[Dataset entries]
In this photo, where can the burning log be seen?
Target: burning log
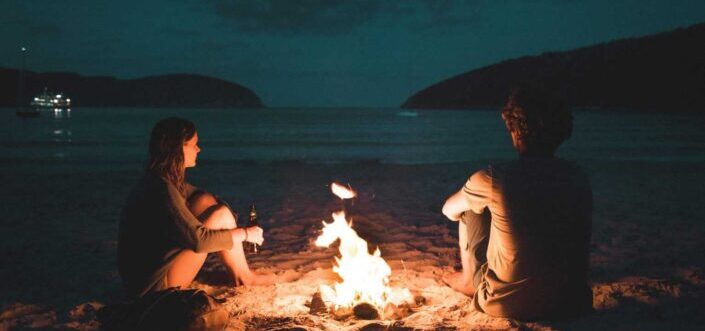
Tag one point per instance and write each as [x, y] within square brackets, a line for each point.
[365, 290]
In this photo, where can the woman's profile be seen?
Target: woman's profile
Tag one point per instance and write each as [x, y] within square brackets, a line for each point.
[168, 227]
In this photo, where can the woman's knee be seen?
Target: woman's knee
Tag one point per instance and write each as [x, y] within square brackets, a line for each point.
[199, 202]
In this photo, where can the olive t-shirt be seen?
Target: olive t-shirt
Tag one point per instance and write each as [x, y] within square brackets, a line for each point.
[155, 226]
[538, 251]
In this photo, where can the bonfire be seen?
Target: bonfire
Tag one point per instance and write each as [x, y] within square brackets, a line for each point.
[365, 276]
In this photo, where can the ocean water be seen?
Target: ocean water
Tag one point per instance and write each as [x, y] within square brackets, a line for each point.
[115, 136]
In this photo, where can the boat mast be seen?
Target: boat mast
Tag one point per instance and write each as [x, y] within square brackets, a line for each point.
[20, 85]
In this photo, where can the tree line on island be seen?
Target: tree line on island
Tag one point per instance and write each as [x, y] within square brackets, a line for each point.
[665, 71]
[177, 90]
[661, 72]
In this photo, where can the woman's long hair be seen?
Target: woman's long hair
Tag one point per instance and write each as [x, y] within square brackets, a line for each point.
[166, 153]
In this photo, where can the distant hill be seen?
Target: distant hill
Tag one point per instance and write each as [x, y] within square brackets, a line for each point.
[665, 71]
[179, 90]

▶ THE TASK: Give the lines again exactly, starting where the entries begin and stopping once the line with "Target: tree line on island" is included; pictures are not copied.

▶ PROBLEM SOLUTION:
In this photo, where can the burning log be seen?
Target: burning log
Tag one point per instance and write each as [x, y] within square brackets, a line for each point.
[365, 290]
In this photo, where can the woman's profile be seen?
Target: woman's profile
Tag one point per instance and write each as [x, y] within square brackets, a line for each point.
[168, 227]
In this photo, where can the woman's knee be seen?
Target: woman's knee
Tag one point per instance and write each as [x, y] within square brackets, a line for each point.
[199, 202]
In this photo, where can the olive t-shirt be seen?
Target: olive t-shirt
Tag one point per instance and write each as [x, y] within square brackets, a line for each point.
[155, 226]
[538, 251]
In this photo, where can the bonfire be seen?
Target: bonfire
Tag one point per instance and write each as [x, y] within square brackets, a line for each point.
[365, 276]
In this photo, where can the ocean water be seen?
Target: ocean water
Tag one point per instance and write each as [x, y] within square brackets, a line for each point.
[115, 136]
In this photo, where can the boat mast be seen?
Target: boat mast
Tag one point per instance and write each as [x, y] within square brackets, a line for each point.
[20, 85]
In this photo, where can the tree line on island be seen?
Target: tree line on island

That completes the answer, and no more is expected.